◆ WHAT IS NEEDED
Copy word for word the rows below, starting at the row that contains "In this exercise you will mark each instance of the sliding" and continuing through the last row.
##### ENTRIES PROVIDED #####
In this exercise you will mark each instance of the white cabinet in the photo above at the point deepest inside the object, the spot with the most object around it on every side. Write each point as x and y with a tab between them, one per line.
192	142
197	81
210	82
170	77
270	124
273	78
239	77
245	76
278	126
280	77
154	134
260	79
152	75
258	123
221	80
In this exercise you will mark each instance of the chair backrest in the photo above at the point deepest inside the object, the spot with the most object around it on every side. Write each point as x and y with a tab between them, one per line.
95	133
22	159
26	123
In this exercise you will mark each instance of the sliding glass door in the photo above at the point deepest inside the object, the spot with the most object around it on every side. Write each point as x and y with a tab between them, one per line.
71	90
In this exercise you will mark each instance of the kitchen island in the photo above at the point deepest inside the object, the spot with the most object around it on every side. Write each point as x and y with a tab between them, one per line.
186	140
#####
◆ RESPONSE FOR THIS EXERCISE
In this exercise you will mark each instance of the sliding glass door in the photo above at the point deepest inside the object, the spot with the most object around it on every side. Write each point as x and y with a tab between them, one per line.
71	90
In this exercise you will mark each instance of the kitchen island in the photo above at the point deepest inside the object, the spot with the most object around it on every side. Write each point as x and y with a tab between them, one per line.
186	140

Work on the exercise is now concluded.